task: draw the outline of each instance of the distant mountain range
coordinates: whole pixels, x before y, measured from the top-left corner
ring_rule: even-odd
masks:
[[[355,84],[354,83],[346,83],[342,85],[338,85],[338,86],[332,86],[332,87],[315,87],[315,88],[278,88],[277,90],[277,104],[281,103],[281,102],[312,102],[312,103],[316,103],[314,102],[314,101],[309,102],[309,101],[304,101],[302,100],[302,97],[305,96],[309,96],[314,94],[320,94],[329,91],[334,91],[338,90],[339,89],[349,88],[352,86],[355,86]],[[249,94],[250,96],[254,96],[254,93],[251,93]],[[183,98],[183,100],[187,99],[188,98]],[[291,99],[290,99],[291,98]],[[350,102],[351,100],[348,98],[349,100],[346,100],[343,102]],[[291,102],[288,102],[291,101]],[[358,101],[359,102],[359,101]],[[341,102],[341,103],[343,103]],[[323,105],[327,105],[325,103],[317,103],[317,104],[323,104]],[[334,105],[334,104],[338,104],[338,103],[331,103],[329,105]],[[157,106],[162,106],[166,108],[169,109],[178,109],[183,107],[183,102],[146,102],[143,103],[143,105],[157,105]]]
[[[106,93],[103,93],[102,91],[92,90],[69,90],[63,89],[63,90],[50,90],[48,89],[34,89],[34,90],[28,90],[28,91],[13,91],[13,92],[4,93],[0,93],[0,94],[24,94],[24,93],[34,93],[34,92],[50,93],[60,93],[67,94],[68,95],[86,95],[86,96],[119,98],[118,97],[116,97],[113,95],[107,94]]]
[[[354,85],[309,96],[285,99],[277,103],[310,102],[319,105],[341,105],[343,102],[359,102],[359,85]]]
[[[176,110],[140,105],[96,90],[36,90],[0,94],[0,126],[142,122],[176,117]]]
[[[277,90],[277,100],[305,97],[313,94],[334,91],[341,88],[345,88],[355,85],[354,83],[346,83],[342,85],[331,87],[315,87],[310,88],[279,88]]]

• _The task_
Which rows above contain the string "corner"? Return each of them in full, matching case exactly.

• _Response below_
coordinates: whole pixels, x before y, measured from the top-left corner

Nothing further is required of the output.